(Data for the task begins)

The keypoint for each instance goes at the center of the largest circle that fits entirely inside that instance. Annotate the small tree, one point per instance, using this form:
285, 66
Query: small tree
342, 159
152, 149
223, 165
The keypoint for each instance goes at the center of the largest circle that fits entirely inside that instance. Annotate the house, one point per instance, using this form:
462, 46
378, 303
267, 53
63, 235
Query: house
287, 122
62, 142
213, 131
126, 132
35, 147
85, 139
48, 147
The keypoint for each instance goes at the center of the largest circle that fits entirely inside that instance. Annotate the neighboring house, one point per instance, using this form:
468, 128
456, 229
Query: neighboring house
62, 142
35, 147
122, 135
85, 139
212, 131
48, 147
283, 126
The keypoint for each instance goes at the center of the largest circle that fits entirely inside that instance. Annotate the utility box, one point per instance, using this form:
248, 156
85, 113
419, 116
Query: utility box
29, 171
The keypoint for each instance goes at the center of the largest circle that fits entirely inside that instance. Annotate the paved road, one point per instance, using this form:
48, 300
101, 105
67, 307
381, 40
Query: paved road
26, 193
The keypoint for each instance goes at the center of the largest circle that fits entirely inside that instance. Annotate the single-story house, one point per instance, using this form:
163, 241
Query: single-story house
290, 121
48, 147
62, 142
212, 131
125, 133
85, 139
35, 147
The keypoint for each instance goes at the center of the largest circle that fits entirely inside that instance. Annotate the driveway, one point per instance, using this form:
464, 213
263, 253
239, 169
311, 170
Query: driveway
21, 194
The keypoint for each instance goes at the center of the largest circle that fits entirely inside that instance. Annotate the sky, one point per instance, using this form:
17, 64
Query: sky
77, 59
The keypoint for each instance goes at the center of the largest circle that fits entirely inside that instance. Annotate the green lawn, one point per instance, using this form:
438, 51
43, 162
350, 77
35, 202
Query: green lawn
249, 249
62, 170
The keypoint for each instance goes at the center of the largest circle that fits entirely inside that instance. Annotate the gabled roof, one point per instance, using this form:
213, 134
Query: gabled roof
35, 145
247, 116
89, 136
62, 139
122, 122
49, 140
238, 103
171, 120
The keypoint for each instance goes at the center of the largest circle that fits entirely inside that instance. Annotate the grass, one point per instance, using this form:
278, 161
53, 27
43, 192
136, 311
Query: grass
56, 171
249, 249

(Data for the task ends)

▸ **Your assignment**
Search the entries above for the string "that". Copy each line in which it appears.

▸ **Solved problem**
The keypoint for each instance goes at the center of the largest circle that fits entirely inside that instance. Annotate the small tree, one point per instance, using this form:
The keypoint for each instance goes at the center of the largest circle that fits entirely inside that instance. Annotate the house, one point per instance, using this form:
The keypoint for each instance goes at the center of the largest circle that fits entirely inside that instance. Annotate the neighboring house, one point per instance, using this form:
The keypoint for each instance goes at the center of the largest circle that fits entirely inside that instance. Annotate the utility box, one point per instance, using this form:
The keypoint for each instance goes at the center of the largest circle that fits entirely inside that instance. Annotate the paved road, one point per instance, using this form:
The keypoint for each instance goes at the center of the largest circle that fits entirely inside that instance. Annotate the single-story house, one point per instance, using this form:
The keypoint for each instance goes at the center of the largest circle that fits entirely inside that instance. Annotate the driveway, one point per instance, using this form:
The keypoint for each instance goes at the center of the largest circle that fits entirely inside that instance. Annotate the sky, one point per instance, using this form:
The keypoint for each instance goes at the center of the largest circle that fits entirely inside that instance. Annotate the green lawn, one point per instance, using this form:
The keypoint for each instance goes at the center of the largest circle that fits entirely inside that instance. Annotate the gabled roof, one point per instance, using this form:
The keypoint for each instance goes at the center of the largest circle that fits entirely inside that instance. Annotate the grass, one point per instance, using this form:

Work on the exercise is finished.